_YOUR OBJECTIVE_: Copy out the records below word for word, but leave out the pictures.

— START EXTRACTED ENTRIES —

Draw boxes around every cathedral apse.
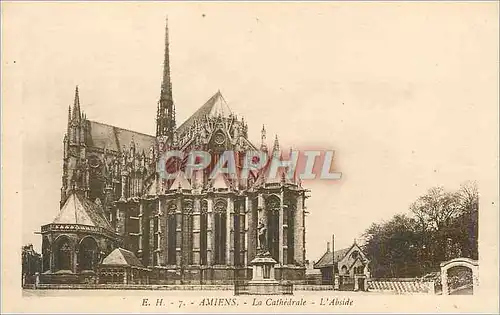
[41,19,308,284]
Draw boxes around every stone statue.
[257,220,267,251]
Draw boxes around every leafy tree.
[365,182,479,277]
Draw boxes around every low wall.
[31,284,234,291]
[368,278,435,294]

— END EXTRACTED ENTRIES —

_THE REPLY_:
Draw boxes around every cathedral apse.
[41,19,308,284]
Draw boxes around every stone statue.
[257,220,267,251]
Draw boxes around every leafy tree.
[365,182,479,277]
Draw boxes around every low wall.
[31,284,234,291]
[368,278,435,294]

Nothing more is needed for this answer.